=== Task objective ===
Give back the whole listing below word for word, line by line, but leave the pictures out.

=== Material for this exercise ===
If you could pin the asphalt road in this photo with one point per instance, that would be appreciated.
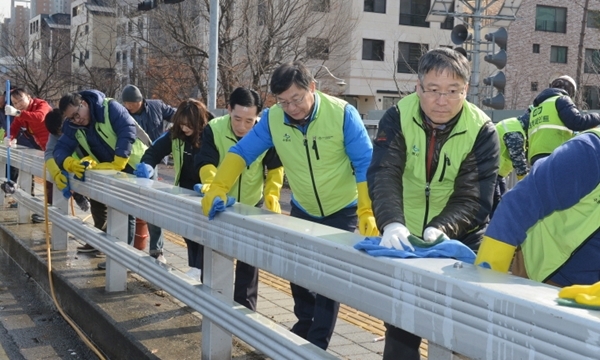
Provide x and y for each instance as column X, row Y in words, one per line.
column 30, row 325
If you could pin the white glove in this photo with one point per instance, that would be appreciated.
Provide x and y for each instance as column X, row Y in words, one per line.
column 431, row 234
column 10, row 143
column 395, row 235
column 11, row 111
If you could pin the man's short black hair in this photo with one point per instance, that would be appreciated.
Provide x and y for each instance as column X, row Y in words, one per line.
column 53, row 121
column 69, row 99
column 288, row 74
column 245, row 97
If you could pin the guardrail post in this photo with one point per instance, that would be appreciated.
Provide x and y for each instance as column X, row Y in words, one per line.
column 217, row 275
column 438, row 352
column 25, row 183
column 116, row 274
column 3, row 170
column 59, row 236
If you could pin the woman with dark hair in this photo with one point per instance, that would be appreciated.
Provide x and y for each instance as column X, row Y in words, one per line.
column 183, row 141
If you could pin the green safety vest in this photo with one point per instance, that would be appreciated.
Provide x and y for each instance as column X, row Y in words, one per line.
column 248, row 189
column 504, row 127
column 551, row 241
column 316, row 164
column 546, row 130
column 419, row 208
column 109, row 136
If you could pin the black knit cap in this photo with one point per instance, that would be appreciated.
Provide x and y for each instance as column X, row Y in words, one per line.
column 131, row 94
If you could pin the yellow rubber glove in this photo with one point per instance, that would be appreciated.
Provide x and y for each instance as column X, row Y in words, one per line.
column 73, row 165
column 229, row 170
column 574, row 291
column 118, row 164
column 496, row 254
column 366, row 221
column 207, row 174
column 59, row 179
column 91, row 161
column 272, row 192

=== Output of the task ===
If you could pin the asphalt road in this photo with one point per instance, that would be appreciated.
Provide x and y for each instance as column X, row Y in words, one per line.
column 30, row 325
If you could pin the white glove in this photo with one point per instance, that would be appreciated.
Provide x and y for each instance as column X, row Y in words, one per line.
column 431, row 234
column 10, row 143
column 395, row 235
column 11, row 111
If you could pin the man's short black hair in this photo with one point per instance, that would be appreciated.
Provide x and y for each instance as column X, row Y in words, one per line.
column 53, row 121
column 69, row 99
column 288, row 74
column 245, row 97
If you could pin the guardrail post in this photo with one point per instance, that would be appreciated.
Provide x and y for each instance as column X, row Y in words, one per line.
column 217, row 275
column 438, row 352
column 25, row 183
column 116, row 274
column 3, row 170
column 59, row 236
If you could pin the woman with dark hair in this photo with one point per instance, that would be appreciated.
Provide x and y for each instance as column X, row Y in words, one per line.
column 183, row 141
If you could pin the green safety vest in this photo with one point per instance, that would be appreciated.
Provide x and y for each instance as column X, row Y in words, one per line.
column 248, row 189
column 504, row 127
column 551, row 241
column 316, row 164
column 546, row 130
column 419, row 208
column 109, row 136
If you could pin the black knit cap in this photo with one point per instance, that would be appreciated.
Provide x and y for each instance as column X, row Y in words, one per line.
column 131, row 94
If you could pin the yellow rubber glove in this photo with one point per instance, that would be appreciated.
Provide x and y for each instance as column X, row Y in words, one per line.
column 73, row 165
column 229, row 170
column 574, row 291
column 118, row 164
column 496, row 254
column 366, row 221
column 207, row 174
column 59, row 179
column 91, row 161
column 272, row 192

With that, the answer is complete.